--- Excerpted data Enclosed Below ---
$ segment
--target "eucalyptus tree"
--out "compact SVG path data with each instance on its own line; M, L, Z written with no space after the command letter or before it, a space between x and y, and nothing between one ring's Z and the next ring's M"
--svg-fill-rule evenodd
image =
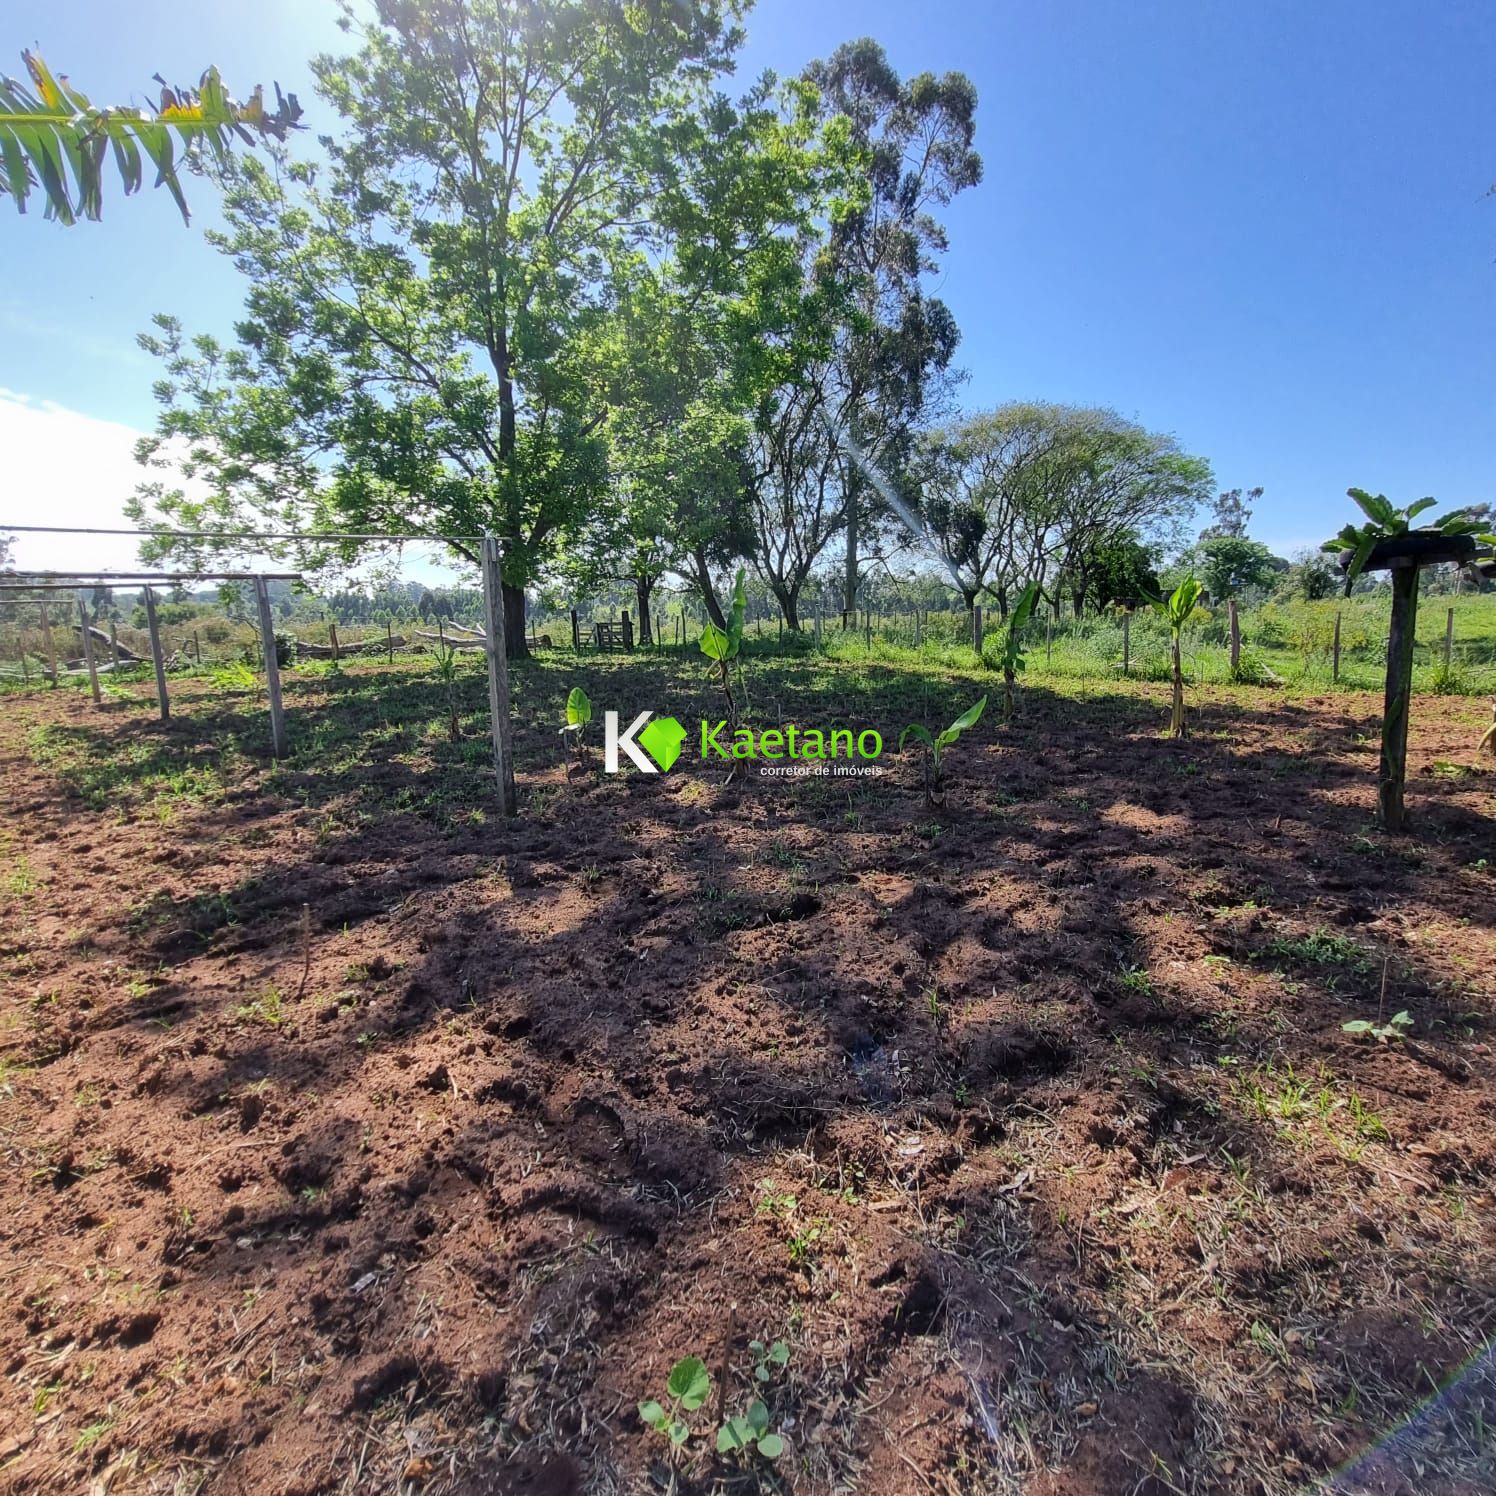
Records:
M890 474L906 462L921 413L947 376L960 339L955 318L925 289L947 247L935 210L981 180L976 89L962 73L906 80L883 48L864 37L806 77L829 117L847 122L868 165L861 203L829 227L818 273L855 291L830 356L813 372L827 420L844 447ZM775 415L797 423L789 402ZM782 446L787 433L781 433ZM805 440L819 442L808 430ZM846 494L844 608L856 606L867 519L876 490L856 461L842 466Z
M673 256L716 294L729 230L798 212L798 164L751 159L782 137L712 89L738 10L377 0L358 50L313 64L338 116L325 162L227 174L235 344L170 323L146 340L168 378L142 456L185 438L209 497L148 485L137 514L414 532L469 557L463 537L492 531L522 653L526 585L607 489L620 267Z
--- End of Enclosed Excerpted data ---
--- Excerpted data Enclosed Below ---
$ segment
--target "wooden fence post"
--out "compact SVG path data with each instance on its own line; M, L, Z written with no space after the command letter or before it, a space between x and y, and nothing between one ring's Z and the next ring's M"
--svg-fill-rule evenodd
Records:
--- End of Enclosed Excerpted data ---
Work to be completed: In the entries above, identify each line that includes the string "target", then copy it.

Answer to this task:
--target "eucalyptus tree"
--target "wooden fence post"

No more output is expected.